# Tap and Die set



## paul_cpu (Sep 3, 2020)

I want to make some handles for my lathe, I'll need to cut some threads.  I have looked around and this seams like a decent set:  https://www.aimsindustrial.com.au/s...MI8Pj05c_M6wIVkTUrCh1UlAbLEAQYASABEgLu6fD_BwE. Id liek to knwo some options before I pull the trigger.


----------



## ddickey (Sep 3, 2020)

They are carbon steel. Look for an HSS set.


----------



## mmcmdl (Sep 3, 2020)

ddickey said:


> They are carbon steel. Look for an HSS set.


And be ready to PAY !


----------



## ddickey (Sep 3, 2020)

This is true. But you should be able to find a cheaper set if carbon steel is okay for him. Or just buy what you need at your local hardware store.


----------



## Martin W (Sep 3, 2020)

Personally I would buy what I need right now at your local hardware store. Watch your local Buy and Sell. There are always taps and dies for sale. I bought a bucket full . Easily 200 taps and dies for $60.00 . Most brand new unused Butterfield. 
Mind you,  where I live as we have a plethora of used industrial tools for sale constantly.
Cheers
Martin


----------



## paul_cpu (Sep 3, 2020)

OK thanks for the advice.  Are there any brands to specifically look out for, I don't want to buy a crappy set.


----------



## ericc (Sep 3, 2020)

Almost the worst garage sale tap marked HSS will be better than those department store carbon steel taps.  I bought some lousy ones at Lowe's and complained to the manufacturer.  They sent me a new set, which I promptly gave away.  One of the taps tapped large, and some screws wouldn't engage.

Internet wisdom says that the cheap carbon steel taps shatter when you hit them with a punch, so they can be removed easily when you break the tap in a hole.  This is NOT true.  I suspect that this factoid came from the observation that vintage fine gunsmithing carbon steel taps can be shattered with a punch.  The cheap ones definitely cannot and will cost a carbide endmill to remove.

Buy taps one at a time from an industrial supply store.  The guy who goofed up the hole ended up going to Fastenal.  One tap cost almost half the price of the big box set.  Furthermore, it was made in China.  Didn't matter.  It was name brand, HSS, and fine quality.  The Lowe's taps were made in the US.  If you looked at them side by side, you could see the difference in quality.  Scary.


----------



## graham-xrf (Sep 3, 2020)

I have a couple of sets very like yours. They seem similar - except for the price! Mine cost nothing like that. For what I was doing at the time, they did not have to be great. Of course, most of the sizes never got used.
I agree with the folk here. Buy what you need at the time you need it. Make it quality. Let your collection build up over time.


----------



## paul_cpu (Sep 3, 2020)

The thing is I am not sure what is good quality, I think what I'll do is look for a HSS set thats not to much.  Then at swapmeets/online/gumtree buy them one buy one


----------



## Winegrower (Sep 3, 2020)

• Records for the task:
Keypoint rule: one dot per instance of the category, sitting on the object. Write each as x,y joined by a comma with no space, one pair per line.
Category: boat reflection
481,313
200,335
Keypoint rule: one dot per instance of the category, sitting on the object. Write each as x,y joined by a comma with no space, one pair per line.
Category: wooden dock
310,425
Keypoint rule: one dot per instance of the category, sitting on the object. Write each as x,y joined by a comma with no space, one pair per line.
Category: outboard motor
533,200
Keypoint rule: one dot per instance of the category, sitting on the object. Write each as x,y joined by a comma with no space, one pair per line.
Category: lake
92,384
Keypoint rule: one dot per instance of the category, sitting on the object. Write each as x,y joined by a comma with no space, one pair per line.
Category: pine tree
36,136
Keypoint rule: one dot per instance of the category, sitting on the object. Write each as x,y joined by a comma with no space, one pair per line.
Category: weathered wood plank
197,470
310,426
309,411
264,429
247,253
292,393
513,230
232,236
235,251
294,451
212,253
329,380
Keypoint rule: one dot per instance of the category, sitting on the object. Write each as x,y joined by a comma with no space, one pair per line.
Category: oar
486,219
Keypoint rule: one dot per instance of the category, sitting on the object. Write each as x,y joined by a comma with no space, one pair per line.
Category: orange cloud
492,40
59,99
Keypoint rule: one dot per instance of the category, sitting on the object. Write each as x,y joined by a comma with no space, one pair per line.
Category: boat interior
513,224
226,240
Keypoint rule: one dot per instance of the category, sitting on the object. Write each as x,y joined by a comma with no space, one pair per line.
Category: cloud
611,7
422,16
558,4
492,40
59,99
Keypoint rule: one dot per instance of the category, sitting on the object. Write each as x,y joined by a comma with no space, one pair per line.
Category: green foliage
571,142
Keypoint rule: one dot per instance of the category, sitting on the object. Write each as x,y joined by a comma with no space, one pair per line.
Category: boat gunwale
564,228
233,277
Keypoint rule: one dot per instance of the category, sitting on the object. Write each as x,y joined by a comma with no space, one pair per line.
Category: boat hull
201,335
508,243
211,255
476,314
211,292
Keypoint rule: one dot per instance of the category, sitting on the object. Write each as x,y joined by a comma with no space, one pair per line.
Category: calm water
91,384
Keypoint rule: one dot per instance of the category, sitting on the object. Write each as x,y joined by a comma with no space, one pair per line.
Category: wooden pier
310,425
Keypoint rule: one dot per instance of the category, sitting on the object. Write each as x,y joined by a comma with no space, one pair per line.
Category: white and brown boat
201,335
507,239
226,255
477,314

• Tasks for this exercise:
- 1) Reproduce the tap and die thread from "OK thanks for" to "screws wouldn't engage.", changing "garage sale" to "swap meet".
- 2) Gather every line of the listing that contains the string "boat".

• Answer set:
- 1)
OK thanks for the advice.  Are there any brands to specifically look out for, I don't want to buy a crappy set.


----------



## ericc (Sep 3, 2020)

Almost the worst swap meet tap marked HSS will be better than those department store carbon steel taps.  I bought some lousy ones at Lowe's and complained to the manufacturer.  They sent me a new set, which I promptly gave away.  One of the taps tapped large, and some screws wouldn't engage.

- 2)
Category: boat reflection
Category: boat interior
Category: boat gunwale
Category: boat hull
Category: white and brown boat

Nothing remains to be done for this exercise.